Figure 32: Percentage of venues with high radio-resource utilization (above 50 percent)

A key metric for measuring user experience is time-to-content. In a separate Ericsson Smartphone Lab study, results indicated a strong relationship between available downlink throughput and time-to-content.3 With a time-to-content scale we can derive the throughput that would be required to meet a certain target. This scale grades sites as:

  • excellent (<1.5 s)
  • good (1.5–2.5 s)
  • fair (2.5–4.0 s)
  • poor (>4.0 s)

Throughput results are graded as:

  • excellent (>20 Mbps)
  • good (10–20 Mbps)
  • fair (5–10 Mbps)
  • poor (<5 Mbps)

When we overlay this onto cell-edge performance across the key venues, shown in Figure 33, we can see that excellent performance is only realized in a small portion of office and stadium deployments, with airports being the worst performing venue type by far.

These high levels of utilization and relatively poor cell-edge performance for time-to-content highlight the need to improve indoor network performance. In a venue with 5G indoor small cells deployed there was double the throughput on average and three times better throughput at the cell edge. Adding 5G mid-band TDD provides a significant improvement in user performance.

Figure 33: Percentage of different categories of 4G downlink cell-edge throughput

Indoor deployments dominated by 4G DAS in the US

To better understand current indoor network characteristics and the performance of different solutions, a range of deployments from the US across typical indoor sectors has been analyzed. Today, the vast majority of these indoor deployments are still based on 4G solutions, with indoor DAS being the most common, making up over 70 percent. A typical indoor sector is deployed with 20–40 MHz mid-band FDD which is quite limited compared to typical macro 5G mid-band TDD bandwidths.

When analyzing the busy hour user experience, Figure 34 shows that an indoor DAS solution falls short compared to outdoor macro deployments for serving these venues, even though DAS has antennas deployed much closer to the users. In comparison, indoor small cells provide a superior user experience in both uplink and downlink, including at the cell edge, which will drive the required improvement in time-to-content. This significant advantage indoor small cells have in the uplink is important for growing uplink traffic, especially in key venues such as airports and stadiums, and will be critical in paving the way for new services like XR.

(Source records)
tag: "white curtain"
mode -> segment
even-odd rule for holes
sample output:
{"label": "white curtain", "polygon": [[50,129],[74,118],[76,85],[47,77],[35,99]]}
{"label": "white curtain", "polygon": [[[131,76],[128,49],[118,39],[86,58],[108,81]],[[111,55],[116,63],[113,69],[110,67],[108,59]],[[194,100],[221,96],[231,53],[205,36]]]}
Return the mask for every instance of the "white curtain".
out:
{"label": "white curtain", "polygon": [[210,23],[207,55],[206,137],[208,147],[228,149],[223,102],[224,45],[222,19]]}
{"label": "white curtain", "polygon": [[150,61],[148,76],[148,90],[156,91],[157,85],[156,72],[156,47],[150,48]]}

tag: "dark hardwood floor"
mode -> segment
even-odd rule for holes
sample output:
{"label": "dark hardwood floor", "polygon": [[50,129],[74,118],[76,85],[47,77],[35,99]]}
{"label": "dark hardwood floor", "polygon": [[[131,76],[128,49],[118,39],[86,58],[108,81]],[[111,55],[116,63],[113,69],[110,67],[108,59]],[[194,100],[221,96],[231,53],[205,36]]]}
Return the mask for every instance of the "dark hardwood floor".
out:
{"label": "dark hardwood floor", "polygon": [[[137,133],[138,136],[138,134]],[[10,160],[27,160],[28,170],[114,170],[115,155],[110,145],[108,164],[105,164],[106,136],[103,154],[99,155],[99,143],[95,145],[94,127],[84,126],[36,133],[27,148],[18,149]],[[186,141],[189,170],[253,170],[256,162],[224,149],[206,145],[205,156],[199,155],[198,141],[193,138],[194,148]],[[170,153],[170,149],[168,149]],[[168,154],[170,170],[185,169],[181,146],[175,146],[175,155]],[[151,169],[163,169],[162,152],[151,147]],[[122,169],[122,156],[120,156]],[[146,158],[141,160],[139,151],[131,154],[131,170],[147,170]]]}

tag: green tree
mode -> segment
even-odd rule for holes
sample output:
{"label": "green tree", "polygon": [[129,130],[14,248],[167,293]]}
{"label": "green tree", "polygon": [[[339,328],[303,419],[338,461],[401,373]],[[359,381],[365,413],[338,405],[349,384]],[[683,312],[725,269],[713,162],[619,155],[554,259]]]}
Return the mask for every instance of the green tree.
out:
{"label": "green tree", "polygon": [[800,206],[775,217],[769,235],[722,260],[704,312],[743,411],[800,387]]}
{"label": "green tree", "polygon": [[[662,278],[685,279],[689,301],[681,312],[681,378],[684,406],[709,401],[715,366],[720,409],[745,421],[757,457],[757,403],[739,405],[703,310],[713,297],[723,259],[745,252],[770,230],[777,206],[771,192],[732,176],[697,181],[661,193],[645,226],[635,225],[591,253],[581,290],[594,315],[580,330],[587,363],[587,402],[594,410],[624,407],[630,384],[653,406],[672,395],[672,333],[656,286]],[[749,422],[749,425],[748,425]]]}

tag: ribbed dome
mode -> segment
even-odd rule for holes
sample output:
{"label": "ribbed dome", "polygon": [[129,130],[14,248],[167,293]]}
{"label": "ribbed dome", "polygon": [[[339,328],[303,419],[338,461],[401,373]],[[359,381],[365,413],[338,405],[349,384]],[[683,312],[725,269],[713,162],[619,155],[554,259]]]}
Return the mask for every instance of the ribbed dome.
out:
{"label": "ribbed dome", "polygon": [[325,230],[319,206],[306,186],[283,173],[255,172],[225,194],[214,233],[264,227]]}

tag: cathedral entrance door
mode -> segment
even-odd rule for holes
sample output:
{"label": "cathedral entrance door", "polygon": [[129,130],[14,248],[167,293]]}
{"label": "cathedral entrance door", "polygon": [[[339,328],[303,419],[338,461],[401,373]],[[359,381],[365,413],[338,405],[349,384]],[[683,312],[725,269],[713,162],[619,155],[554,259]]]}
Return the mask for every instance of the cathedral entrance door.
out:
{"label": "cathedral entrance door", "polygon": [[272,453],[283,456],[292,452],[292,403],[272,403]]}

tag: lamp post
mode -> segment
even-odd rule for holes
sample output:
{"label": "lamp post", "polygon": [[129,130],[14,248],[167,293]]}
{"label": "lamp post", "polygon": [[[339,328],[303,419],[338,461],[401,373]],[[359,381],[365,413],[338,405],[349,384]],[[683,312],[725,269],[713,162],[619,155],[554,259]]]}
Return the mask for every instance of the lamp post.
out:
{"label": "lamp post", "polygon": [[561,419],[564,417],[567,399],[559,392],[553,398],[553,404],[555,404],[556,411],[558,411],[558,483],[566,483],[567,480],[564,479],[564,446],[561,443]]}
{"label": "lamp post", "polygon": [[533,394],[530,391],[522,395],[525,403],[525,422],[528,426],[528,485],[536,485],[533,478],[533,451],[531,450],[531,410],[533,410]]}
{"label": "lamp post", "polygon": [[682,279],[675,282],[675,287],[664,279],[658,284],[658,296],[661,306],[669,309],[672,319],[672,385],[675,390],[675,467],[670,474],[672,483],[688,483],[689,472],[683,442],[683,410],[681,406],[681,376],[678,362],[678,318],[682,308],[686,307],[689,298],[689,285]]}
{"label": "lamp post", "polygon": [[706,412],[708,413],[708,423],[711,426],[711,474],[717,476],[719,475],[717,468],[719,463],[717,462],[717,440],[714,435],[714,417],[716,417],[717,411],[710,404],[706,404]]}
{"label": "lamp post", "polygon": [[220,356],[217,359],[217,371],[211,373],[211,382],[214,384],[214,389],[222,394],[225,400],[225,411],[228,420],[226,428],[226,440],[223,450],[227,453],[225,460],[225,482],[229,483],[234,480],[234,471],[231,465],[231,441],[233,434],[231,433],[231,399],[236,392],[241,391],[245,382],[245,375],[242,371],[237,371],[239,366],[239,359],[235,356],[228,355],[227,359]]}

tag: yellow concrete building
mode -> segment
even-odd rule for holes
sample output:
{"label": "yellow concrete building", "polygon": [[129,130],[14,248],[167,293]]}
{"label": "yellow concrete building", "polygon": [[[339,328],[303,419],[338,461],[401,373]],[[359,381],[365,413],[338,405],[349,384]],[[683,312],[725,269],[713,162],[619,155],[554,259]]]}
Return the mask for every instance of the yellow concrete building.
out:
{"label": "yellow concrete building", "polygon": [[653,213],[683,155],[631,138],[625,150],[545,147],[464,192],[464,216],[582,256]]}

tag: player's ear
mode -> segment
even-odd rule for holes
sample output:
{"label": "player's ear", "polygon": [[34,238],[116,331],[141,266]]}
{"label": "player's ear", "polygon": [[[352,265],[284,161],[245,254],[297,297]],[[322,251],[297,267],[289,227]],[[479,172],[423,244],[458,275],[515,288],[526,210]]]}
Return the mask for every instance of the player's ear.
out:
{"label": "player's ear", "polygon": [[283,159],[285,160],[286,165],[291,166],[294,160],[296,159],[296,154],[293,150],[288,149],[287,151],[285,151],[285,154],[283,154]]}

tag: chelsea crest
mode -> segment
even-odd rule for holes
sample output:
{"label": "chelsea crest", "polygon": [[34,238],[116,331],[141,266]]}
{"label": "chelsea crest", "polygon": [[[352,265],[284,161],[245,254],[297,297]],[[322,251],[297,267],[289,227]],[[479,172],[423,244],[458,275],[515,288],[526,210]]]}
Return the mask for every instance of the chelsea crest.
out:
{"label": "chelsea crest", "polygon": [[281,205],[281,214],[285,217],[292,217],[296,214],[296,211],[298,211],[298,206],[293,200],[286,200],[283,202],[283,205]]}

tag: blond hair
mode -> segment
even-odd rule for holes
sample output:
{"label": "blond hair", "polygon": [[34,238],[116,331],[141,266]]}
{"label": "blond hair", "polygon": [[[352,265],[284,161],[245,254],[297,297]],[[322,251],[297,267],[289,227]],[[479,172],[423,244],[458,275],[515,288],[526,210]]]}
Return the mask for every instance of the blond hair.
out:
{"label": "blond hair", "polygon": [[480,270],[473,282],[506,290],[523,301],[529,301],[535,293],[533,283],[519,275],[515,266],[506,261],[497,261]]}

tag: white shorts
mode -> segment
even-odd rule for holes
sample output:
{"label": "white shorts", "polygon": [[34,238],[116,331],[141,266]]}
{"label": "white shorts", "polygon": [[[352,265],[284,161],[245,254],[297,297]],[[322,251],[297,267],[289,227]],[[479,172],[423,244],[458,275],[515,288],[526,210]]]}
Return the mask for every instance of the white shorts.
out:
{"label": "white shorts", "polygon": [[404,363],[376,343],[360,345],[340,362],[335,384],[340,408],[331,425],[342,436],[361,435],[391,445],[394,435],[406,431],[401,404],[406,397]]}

## What you should do
Quote the passage on indoor network performance word for word, starting at "Figure 32: Percentage" and ending at "good (1.5–2.5 s)".

## Task solution
Figure 32: Percentage of venues with high radio-resource utilization (above 50 percent)

A key metric for measuring user experience is time-to-content. In a separate Ericsson Smartphone Lab study, results indicated a strong relationship between available downlink throughput and time-to-content.3 With a time-to-content scale we can derive the throughput that would be required to meet a certain target. This scale grades sites as:

  • excellent (<1.5 s)
  • good (1.5–2.5 s)